Texte à analyser —
Objections cliniques à la théorie des radicaux libres
Le Rat-taupe nu est un rongeur de grande longévité (32 ans). Comme l'ont montré Lewis et al.[61] (2013), le taux de production d'espèces oxydo-actives chez ce rat n'est pas différent de celui des autres rongeurs, comme la souris (qui ne vit que 4 ans). Ils en ont conclu que ce n'est pas le défaut de stress oxydant qui favorise la longévité ou la santé de ces rongeurs, mais d'autres mécanisme cyto-protecteurs leur permettant de survivre aux altérations moléculaires d'oxydation[61]. Chez le Rat-taupe nu, cela pourrait s'expliquer par la prévalence de gènes réparateurs d'ADN[62] : mécanismes de mismatch repair, de jonction d'extrémités non homologues et de réparation par excision de base (cf. la théorie de l'accumulation de mutations).

Contenu enregistré:
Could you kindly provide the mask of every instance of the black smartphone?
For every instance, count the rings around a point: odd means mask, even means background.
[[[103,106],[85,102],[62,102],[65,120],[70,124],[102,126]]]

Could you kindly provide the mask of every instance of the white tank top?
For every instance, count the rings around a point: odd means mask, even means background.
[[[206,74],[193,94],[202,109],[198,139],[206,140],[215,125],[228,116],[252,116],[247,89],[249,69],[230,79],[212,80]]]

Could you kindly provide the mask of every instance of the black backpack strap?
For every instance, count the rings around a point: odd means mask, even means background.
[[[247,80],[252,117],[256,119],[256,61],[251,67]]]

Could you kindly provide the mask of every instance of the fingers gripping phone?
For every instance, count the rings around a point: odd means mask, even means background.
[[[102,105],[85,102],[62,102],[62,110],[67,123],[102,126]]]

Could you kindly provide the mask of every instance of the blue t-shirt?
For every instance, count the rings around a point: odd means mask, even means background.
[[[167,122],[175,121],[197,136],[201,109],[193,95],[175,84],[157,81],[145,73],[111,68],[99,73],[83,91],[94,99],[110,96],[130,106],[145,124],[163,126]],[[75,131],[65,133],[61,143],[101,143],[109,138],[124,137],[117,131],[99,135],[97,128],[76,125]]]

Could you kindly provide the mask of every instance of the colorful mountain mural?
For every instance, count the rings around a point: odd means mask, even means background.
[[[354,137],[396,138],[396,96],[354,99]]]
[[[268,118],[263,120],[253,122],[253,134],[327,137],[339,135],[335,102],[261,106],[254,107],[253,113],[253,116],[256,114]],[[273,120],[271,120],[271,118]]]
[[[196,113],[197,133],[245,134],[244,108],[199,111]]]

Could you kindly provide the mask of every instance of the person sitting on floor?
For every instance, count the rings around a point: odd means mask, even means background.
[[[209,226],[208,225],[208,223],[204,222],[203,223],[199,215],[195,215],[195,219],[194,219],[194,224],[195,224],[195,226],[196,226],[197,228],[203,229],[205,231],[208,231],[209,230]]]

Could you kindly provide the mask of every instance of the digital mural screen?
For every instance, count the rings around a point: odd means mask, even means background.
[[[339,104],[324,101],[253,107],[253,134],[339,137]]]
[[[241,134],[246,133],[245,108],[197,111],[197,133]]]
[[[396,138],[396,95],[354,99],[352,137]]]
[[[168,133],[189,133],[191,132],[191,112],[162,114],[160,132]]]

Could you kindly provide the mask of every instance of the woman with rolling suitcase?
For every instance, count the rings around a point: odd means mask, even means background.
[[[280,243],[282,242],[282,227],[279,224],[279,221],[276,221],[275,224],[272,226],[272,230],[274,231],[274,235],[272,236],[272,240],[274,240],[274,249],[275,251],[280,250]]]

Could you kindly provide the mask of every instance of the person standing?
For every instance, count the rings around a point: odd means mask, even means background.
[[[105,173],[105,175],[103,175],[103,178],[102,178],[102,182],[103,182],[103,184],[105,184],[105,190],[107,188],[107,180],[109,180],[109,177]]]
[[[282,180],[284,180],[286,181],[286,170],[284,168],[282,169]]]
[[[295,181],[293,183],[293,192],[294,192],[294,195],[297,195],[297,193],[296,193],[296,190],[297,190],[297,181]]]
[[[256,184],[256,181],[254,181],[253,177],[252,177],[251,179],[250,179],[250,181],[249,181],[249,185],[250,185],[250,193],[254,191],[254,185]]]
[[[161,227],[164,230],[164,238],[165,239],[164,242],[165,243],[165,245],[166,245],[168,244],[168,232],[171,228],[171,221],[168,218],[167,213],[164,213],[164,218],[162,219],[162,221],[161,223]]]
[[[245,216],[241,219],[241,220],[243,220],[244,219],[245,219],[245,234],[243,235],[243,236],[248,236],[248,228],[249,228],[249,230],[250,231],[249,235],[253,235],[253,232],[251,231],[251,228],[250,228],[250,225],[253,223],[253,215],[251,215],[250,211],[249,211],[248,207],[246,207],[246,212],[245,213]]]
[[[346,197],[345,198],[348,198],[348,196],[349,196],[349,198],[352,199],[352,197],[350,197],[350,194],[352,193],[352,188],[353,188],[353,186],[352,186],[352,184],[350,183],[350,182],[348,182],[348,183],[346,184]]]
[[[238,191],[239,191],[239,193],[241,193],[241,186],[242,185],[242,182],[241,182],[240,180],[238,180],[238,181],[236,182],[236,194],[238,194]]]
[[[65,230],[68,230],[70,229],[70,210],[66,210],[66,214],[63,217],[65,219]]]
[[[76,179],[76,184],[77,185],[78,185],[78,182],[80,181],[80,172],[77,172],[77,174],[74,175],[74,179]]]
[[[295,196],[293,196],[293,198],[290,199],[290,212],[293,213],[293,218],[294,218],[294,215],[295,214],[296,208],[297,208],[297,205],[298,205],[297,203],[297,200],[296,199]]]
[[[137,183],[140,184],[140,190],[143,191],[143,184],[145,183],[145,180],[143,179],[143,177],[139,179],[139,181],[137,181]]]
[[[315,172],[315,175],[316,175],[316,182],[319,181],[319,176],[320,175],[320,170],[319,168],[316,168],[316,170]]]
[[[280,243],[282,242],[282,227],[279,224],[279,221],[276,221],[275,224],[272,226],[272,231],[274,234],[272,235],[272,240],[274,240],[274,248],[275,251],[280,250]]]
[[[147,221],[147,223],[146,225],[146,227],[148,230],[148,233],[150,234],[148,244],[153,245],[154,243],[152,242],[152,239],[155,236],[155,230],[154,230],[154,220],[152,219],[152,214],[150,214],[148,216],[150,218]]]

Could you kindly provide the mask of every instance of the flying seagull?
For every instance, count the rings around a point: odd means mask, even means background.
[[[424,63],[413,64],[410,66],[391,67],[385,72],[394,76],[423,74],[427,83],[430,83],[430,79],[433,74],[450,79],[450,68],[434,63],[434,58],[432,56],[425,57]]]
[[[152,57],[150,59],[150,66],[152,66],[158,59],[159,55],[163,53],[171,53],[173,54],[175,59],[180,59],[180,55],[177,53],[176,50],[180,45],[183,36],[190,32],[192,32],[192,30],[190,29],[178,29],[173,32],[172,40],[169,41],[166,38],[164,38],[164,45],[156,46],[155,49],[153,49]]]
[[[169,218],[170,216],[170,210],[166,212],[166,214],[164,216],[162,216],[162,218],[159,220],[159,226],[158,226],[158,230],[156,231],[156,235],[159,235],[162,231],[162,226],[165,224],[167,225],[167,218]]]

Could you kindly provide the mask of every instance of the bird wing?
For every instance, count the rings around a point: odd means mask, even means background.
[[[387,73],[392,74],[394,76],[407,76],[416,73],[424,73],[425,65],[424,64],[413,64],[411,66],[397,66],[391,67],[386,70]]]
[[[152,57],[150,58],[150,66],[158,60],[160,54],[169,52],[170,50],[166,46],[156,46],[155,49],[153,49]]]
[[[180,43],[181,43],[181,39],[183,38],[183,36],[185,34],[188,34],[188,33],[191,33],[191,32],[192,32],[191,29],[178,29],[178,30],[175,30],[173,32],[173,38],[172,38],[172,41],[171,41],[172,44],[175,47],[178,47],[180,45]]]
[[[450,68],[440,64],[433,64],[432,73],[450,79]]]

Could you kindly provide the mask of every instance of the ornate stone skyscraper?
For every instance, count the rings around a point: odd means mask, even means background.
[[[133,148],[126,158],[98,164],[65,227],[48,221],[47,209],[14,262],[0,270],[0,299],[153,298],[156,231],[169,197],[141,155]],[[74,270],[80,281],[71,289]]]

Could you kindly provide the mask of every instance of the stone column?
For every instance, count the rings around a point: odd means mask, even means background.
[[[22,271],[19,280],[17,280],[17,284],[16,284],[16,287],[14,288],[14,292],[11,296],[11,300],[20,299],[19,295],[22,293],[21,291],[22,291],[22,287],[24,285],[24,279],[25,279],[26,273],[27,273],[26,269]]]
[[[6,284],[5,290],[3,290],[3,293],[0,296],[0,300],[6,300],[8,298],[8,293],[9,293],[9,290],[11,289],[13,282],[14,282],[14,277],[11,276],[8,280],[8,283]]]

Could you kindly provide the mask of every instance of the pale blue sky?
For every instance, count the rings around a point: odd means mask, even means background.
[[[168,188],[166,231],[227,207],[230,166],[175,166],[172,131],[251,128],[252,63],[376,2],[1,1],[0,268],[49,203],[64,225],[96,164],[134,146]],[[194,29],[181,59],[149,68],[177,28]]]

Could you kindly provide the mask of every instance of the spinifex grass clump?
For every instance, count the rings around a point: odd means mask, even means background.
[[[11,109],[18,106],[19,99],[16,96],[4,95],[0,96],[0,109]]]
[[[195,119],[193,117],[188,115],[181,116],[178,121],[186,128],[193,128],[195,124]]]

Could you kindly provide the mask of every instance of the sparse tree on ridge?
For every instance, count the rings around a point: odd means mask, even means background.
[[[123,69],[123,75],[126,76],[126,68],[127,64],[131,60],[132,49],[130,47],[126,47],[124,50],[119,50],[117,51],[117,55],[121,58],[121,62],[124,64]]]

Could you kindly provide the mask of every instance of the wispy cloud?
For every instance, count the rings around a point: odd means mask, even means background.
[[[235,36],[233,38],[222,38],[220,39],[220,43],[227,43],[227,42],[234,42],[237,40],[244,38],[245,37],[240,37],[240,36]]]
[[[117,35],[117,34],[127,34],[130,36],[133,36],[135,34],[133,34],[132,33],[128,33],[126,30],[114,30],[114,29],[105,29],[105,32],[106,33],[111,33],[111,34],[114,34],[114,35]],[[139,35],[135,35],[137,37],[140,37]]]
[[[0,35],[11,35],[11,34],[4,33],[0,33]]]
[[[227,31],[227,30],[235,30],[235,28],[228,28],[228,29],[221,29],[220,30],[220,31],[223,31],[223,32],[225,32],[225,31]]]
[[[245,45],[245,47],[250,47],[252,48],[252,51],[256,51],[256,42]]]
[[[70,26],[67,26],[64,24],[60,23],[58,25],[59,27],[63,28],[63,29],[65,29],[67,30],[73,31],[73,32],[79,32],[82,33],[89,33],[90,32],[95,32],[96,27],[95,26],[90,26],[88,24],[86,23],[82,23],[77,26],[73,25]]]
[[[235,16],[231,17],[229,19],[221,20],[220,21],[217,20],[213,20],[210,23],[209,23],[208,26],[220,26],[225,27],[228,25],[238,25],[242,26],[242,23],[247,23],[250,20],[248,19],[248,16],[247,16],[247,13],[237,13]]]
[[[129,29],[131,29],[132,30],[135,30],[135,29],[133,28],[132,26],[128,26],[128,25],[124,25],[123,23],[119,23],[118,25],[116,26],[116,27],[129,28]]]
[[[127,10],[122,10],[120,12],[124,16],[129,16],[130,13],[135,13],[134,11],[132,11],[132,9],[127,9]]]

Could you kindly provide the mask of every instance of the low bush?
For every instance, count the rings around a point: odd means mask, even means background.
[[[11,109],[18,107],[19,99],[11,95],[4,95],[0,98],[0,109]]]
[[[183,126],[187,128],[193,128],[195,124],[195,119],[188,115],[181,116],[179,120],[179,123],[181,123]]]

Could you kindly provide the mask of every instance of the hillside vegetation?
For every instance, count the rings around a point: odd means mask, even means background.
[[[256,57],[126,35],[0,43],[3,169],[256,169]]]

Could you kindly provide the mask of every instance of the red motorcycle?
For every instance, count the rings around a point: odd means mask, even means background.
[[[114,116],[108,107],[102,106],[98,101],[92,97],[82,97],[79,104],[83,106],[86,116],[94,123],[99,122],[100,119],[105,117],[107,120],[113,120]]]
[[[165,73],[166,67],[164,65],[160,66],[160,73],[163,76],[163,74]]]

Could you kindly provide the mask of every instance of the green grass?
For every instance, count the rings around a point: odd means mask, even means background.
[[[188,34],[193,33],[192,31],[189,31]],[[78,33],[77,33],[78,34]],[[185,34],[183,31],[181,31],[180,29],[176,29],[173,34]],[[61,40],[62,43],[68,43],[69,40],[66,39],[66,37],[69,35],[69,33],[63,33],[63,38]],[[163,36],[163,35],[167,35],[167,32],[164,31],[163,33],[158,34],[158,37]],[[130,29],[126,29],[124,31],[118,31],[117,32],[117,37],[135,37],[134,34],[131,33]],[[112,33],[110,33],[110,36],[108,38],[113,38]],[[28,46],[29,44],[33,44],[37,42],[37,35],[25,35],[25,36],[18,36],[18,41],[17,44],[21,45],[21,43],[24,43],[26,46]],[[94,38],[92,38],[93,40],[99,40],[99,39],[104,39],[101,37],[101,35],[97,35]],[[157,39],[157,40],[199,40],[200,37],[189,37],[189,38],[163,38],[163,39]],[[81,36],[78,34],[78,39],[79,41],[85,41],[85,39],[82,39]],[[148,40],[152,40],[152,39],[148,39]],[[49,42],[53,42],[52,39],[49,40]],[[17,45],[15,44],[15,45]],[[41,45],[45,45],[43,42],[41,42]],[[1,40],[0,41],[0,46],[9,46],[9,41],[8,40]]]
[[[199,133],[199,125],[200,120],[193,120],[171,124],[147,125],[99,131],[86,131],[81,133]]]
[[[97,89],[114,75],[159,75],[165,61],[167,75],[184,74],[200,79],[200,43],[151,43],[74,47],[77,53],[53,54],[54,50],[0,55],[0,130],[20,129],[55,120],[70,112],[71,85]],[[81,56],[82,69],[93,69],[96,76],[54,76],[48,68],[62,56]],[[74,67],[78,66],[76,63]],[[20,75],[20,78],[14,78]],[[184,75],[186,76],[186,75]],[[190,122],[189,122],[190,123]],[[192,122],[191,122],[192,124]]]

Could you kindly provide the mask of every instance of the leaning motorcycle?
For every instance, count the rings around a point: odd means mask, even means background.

Tâche à réaliser — Recopiez fidèlement le passage du texte sur le Rat-taupe nu compris entre « Objections cliniques à » et « l'accumulation de mutations). », ces deux extrémités incluses. La liste fournie n'est d'aucune utilité ici.

Réponse attendue —
Objections cliniques à la théorie des radicaux libres
Le Rat-taupe nu est un rongeur de grande longévité (32 ans). Comme l'ont montré Lewis et al.[61] (2013), le taux de production d'espèces oxydo-actives chez ce rat n'est pas différent de celui des autres rongeurs, comme la souris (qui ne vit que 4 ans). Ils en ont conclu que ce n'est pas le défaut de stress oxydant qui favorise la longévité ou la santé de ces rongeurs, mais d'autres mécanisme cyto-protecteurs leur permettant de survivre aux altérations moléculaires d'oxydation[61]. Chez le Rat-taupe nu, cela pourrait s'expliquer par la prévalence de gènes réparateurs d'ADN[62] : mécanismes de mismatch repair, de jonction d'extrémités non homologues et de réparation par excision de base (cf. la théorie de l'accumulation de mutations).